Natural language region descriptions:
=== Begin Enclosure ===
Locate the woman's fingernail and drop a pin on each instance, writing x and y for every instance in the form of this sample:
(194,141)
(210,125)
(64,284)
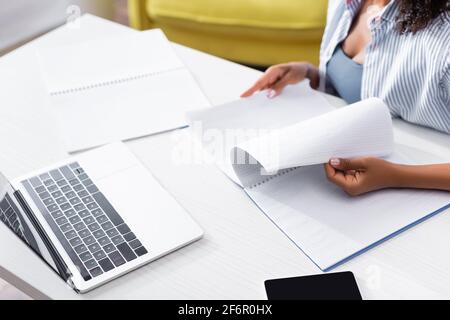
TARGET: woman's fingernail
=== End Enclosure ===
* Task directions: Going line by line through the entries above, count each line that has the word "woman", then state the count alone.

* Solution to this exercise: 2